HALIFAX — The head of US Cyber Command said China is as vulnerable to cyber attacks as any other nation, offering a veiled suggestion that further malicious hacks by the Chinese could result in reprisals in the cyber realm.
Speaking Saturday at the Halifax Security Forum, National Security Agency Director Adm. Mike Rogers, who also heads US Cyber Command, hinted that China might find itself the target of unwelcome cyber intrusions.
“To my Chinese counterparts, I would remind them, increasingly you are as vulnerable as any other major industrialized nation state. The idea that you can somehow exist outside the broader global cyber challenges I don’t think is workable,” Rogers said.
China uses state capabilities to hack private companies and steal intellectual property, then shares the stolen information with Chinese companies, something the US doesn’t do, he said. As head of the NSA, Rogers tries to learn what he can about foreign capabilities, but he doesn’t turn around and share them with Boeing or Lockheed Martin, he said.
“None of us wants behavior on either side that ends up accelerating or precipitating a crisis. That’s in no one’s interests,” he said.

• EXERCISE SET:
a. Repeat the article about Adm. Rogers and China word for word, from "HALIFAX — The" to "unwelcome cyber intrusions.".
b. Answer these questions from the article about Adm. Rogers and China.
(i) At what event did Rogers speak on Saturday?
(ii) Which two companies does Rogers say he does not share foreign capabilities with?
The items that follow have no connection to the article about Adm. Rogers and China.

(Free-text object descriptions)

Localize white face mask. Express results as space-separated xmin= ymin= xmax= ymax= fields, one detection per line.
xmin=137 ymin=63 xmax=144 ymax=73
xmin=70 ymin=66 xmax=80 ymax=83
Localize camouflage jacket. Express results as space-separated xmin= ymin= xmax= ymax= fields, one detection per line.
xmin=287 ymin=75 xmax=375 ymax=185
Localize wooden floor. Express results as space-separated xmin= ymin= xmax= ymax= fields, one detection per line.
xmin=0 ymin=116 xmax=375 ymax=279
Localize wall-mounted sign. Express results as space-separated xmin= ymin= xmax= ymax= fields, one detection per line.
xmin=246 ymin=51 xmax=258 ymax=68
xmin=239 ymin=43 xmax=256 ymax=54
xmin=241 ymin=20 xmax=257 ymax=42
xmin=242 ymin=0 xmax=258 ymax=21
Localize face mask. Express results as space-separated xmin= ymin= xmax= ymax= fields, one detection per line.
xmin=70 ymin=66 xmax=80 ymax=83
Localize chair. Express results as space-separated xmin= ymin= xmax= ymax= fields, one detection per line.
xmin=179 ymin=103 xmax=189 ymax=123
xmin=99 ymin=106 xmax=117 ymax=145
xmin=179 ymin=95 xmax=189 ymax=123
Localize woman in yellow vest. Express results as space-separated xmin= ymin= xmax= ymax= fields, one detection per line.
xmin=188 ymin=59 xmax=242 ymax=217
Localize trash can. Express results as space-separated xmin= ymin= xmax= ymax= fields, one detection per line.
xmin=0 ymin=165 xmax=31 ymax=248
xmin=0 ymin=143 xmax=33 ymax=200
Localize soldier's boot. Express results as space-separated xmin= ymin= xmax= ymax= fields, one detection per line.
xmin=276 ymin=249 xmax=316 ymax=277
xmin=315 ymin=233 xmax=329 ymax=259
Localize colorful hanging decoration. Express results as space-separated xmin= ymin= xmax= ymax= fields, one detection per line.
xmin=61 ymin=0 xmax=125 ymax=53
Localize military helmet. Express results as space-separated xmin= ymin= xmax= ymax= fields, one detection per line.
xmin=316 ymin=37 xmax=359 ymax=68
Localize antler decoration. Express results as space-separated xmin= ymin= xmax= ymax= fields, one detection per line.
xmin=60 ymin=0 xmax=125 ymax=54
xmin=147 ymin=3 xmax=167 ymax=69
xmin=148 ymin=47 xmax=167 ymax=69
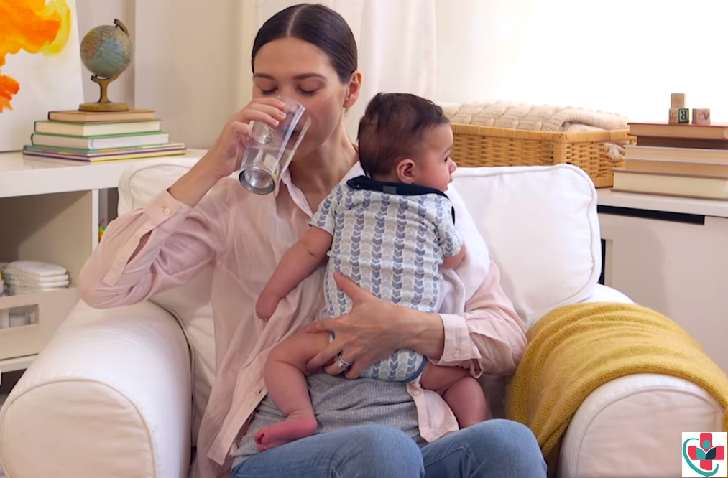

• ANSWERS TO THE TASKS:
a.
HALIFAX — The head of US Cyber Command said China is as vulnerable to cyber attacks as any other nation, offering a veiled suggestion that further malicious hacks by the Chinese could result in reprisals in the cyber realm.
Speaking Saturday at the Halifax Security Forum, National Security Agency Director Adm. Mike Rogers, who also heads US Cyber Command, hinted that China might find itself the target of unwelcome cyber intrusions.

b.
(i) The Halifax Security Forum
(ii) Boeing and Lockheed Martin